[Problemas a resolver]
1. Resuma em duas frases o trecho abaixo sobre as construções históricas mineiras.
2. Dê sequência ao trecho abaixo sobre as construções históricas mineiras, começando logo após a última frase dele.

[Trecho do documento]
——————————
Construções históricas mineiras se deterioram, em situação similar às que provocaram queda de forro e morte em igreja de Salvador
O desabamento do forro da Igreja e Convento de São Francisco, em Salvador (BA), acende não apenas o sinal vermelho sobre a situação das construções históricas no país como também um farol a iluminar a necessidade de conservação permanente dos bens culturais. As preocupações se alastram por Minas Gerais, dono de um dos patrimônios arquitetônicos e artísticos mais valiosos do Brasil. “Pedimos socorro aos governos federal e estadual para que não ocorra o mesmo aqui”, diz o prefeito de Diamantina, no Vale do Jequitinhonha, Geferson Giordani Burgarelli (MDB). Ele teme pela Igreja Nossa Senhora da Luz, interditada há sete anos e com sério risco de cair. “Estamos atrás de recursos para a restauração”, diz o recém-empossado vice-presidente da Associação das Cidades Históricas de Minas Gerais.
——————————
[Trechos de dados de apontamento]
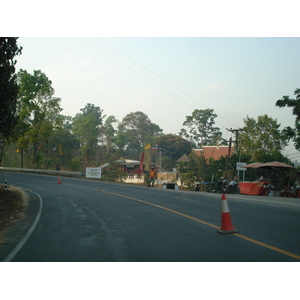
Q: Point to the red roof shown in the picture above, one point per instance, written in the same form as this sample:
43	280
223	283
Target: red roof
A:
213	151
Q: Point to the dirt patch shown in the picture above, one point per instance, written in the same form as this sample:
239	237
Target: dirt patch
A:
12	204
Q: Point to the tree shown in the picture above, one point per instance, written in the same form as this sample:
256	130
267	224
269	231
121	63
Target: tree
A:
108	133
201	128
38	112
86	126
172	147
8	88
63	143
261	137
135	131
292	133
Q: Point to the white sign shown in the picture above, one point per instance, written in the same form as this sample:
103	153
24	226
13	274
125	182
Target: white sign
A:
239	167
93	173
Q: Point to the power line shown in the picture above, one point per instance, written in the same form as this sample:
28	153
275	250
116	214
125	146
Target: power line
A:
137	73
149	79
161	78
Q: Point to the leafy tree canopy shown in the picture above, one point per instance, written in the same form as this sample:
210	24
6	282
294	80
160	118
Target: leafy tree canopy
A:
292	133
201	128
262	136
8	85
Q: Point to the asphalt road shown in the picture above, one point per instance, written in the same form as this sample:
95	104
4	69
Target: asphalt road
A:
93	221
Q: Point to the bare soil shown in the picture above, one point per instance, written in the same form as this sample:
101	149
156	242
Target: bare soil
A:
12	204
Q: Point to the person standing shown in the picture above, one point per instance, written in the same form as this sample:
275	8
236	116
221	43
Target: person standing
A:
232	187
152	177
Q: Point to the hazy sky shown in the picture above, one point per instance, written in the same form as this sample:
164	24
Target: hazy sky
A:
168	78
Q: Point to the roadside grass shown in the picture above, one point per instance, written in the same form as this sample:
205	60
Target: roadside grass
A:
12	204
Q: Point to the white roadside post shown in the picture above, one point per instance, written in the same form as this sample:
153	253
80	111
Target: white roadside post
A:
239	167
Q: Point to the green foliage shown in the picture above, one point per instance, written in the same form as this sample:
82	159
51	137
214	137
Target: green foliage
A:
262	136
201	128
292	133
86	127
38	113
8	85
172	147
8	88
135	131
108	134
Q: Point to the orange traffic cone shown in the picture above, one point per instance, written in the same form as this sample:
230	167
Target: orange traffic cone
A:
227	226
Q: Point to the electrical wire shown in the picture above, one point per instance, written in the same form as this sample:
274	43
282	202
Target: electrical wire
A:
97	47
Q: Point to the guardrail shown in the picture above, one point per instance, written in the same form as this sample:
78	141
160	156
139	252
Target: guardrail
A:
42	171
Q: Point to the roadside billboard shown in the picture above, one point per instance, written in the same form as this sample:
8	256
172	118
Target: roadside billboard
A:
93	173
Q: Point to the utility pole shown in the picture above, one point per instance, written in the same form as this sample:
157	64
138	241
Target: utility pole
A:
236	132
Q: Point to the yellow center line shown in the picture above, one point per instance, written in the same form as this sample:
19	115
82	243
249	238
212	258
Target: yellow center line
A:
200	221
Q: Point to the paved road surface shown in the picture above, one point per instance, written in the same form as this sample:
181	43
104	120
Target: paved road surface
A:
84	220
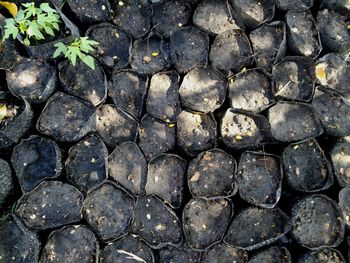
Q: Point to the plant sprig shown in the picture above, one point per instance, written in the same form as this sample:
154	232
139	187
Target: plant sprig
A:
32	23
78	48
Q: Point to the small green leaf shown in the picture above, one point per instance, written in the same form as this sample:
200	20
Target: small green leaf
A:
73	53
33	30
55	26
10	29
41	19
89	60
61	49
26	42
46	8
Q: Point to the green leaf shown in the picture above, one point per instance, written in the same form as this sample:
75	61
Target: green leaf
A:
20	15
10	29
33	30
49	31
89	60
61	49
55	26
30	10
73	53
41	19
26	42
11	7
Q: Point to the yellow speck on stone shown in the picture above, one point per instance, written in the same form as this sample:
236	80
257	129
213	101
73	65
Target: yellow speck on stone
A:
238	137
195	177
3	111
198	119
320	72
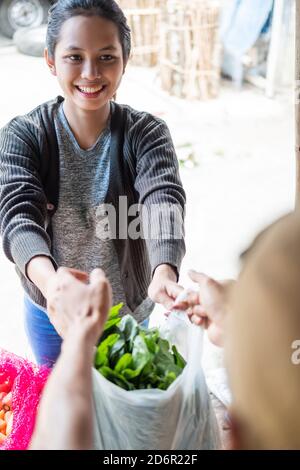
——————————
[Respostas escritas]
1. O desabamento do forro da Igreja e Convento de São Francisco, em Salvador, acende o sinal vermelho sobre a situação das construções históricas no país e mostra a necessidade de conservação permanente dos bens culturais, com preocupações que se alastram por Minas Gerais. O prefeito de Diamantina, Geferson Giordani Burgarelli, pede socorro aos governos federal e estadual porque teme pela Igreja Nossa Senhora da Luz, interditada há sete anos e com sério risco de cair.

2.
Eleito uma das Sete Maravilhas de Origem Portuguesa no Mundo e tombado pelo Instituto do Patrimônio Histórico e Artístico Nacional (Iphan), o templo baiano conhecido como “Igreja do Ouro”, erguido entre 1708 e 1750, atrai grande número de turistas – a exemplo da jovem do interior de São Paulo que, na visita a essa joia barroca, na quarta-feira (5/2), morreu no local em decorrência da queda do forro. Cinco pessoas ficaram feridas. Nota divulgada pelo Conselho Internacional de Monumentos e Sítios (Icomos Brasil) põe o dedo na ferida, creditando tais desastres ao escasso orçamento no campo da conservação patrimonial, à insuficiência de técnicos servidores públicos e à necessidade de políticas públicas de conservação patrimonial.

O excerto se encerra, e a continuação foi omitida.